**PAGE EXCERPT:**
▽
HI everyone, advice please if anyone has been in a similar situation 🙂

I have an amazing boyfriend who I love very much but lately I've been having thoughts about wanting to be single and feeling as though I want to discover myself outside of a relationship. We have been together for nearly 4 years and have a beautiful relationship. as context he is 31 and I'm 22 and he has always made it very clear that he wants kids and a house and all that in his late thirties (at the very latest). I have always wanted these things too but sometimes I feel like I'm trapped and that my future is structured and unyielding ... I feel like I know what I want for a period of time and then change my mind over and over again.
These thoughts aren't new to me though as I kind of shoved them down a year ago and couldn't justify breaking someones heart and gaining no benefit from being single again. Sorry if this doesnt make too much sense..
△
(Excerpts from point annotation data)
▽
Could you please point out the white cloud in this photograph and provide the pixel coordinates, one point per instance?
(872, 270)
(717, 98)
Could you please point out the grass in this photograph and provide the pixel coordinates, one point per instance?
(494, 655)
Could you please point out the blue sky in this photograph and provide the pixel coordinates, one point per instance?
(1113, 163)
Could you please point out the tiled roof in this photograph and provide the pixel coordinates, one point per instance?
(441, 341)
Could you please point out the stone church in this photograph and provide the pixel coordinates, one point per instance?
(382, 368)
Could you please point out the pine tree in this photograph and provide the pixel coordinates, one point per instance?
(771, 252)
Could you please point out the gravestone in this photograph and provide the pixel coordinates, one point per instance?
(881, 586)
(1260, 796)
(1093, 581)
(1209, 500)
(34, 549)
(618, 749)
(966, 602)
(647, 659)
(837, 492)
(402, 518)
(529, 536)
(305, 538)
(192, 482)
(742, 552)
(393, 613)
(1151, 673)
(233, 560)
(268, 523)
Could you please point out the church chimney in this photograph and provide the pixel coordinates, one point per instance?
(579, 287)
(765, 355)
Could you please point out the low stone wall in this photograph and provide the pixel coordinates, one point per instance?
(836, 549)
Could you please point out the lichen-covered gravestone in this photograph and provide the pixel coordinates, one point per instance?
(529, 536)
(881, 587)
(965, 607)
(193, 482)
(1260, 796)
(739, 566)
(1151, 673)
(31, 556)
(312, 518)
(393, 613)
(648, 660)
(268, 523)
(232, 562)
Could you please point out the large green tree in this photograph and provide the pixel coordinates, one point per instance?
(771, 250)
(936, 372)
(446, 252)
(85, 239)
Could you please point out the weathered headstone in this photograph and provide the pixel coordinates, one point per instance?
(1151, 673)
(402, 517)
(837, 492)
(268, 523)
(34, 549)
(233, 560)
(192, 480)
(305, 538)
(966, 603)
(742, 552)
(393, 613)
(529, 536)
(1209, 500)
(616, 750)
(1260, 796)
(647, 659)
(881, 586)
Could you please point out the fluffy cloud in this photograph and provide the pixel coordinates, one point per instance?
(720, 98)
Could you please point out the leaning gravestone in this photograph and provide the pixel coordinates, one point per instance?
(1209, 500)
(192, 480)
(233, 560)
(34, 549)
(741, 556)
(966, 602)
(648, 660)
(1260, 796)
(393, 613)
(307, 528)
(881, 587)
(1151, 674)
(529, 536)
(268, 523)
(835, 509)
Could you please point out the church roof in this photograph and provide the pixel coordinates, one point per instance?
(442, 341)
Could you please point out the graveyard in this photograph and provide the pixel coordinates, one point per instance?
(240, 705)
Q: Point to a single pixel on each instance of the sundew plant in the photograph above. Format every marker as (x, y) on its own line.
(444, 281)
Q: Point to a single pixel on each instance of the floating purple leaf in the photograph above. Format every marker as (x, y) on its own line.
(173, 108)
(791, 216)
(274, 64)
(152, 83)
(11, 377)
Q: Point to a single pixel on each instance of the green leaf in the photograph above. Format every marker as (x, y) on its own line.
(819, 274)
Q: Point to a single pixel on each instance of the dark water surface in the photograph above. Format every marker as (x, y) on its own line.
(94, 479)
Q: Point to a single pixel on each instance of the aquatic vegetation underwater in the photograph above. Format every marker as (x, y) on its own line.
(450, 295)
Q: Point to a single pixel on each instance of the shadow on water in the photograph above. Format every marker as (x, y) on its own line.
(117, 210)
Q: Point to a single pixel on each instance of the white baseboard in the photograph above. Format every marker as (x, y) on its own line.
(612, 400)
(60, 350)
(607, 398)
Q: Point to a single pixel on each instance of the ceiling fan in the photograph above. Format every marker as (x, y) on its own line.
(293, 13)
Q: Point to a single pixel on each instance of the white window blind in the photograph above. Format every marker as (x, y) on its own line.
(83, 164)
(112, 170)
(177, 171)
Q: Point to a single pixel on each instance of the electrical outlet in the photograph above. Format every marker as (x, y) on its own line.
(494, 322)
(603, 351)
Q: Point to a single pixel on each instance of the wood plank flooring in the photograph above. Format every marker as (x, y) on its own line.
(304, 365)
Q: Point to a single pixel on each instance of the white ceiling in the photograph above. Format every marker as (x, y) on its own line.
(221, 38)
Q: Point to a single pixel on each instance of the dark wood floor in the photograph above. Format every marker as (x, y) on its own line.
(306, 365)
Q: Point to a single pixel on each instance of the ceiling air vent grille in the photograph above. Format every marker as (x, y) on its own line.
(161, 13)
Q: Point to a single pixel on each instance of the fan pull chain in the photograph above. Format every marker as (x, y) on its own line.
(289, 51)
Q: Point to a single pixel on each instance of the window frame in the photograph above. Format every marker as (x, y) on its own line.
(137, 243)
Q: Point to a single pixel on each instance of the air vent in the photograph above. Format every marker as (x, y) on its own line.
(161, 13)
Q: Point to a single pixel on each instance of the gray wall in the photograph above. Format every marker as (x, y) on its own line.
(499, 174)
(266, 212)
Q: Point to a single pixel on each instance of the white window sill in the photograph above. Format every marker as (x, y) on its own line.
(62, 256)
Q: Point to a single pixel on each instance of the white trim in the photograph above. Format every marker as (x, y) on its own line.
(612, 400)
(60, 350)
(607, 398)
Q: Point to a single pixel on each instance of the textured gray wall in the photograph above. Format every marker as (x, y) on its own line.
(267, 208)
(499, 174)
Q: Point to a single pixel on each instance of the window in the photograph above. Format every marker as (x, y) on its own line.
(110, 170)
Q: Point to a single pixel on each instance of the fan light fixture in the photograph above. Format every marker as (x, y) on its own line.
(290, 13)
△
**LIST OF TASKS:**
1 - According to the relationship post, how long has the writer been with the boyfriend?
2 - Reproduce everything in the relationship post from "I have an amazing" down to "too much sense..".
These records have no connection to the relationship post.

**ANSWERS PROVIDED:**
1 - Nearly 4 years.

2 -
I have an amazing boyfriend who I love very much but lately I've been having thoughts about wanting to be single and feeling as though I want to discover myself outside of a relationship. We have been together for nearly 4 years and have a beautiful relationship. as context he is 31 and I'm 22 and he has always made it very clear that he wants kids and a house and all that in his late thirties (at the very latest). I have always wanted these things too but sometimes I feel like I'm trapped and that my future is structured and unyielding ... I feel like I know what I want for a period of time and then change my mind over and over again.
These thoughts aren't new to me though as I kind of shoved them down a year ago and couldn't justify breaking someones heart and gaining no benefit from being single again. Sorry if this doesnt make too much sense..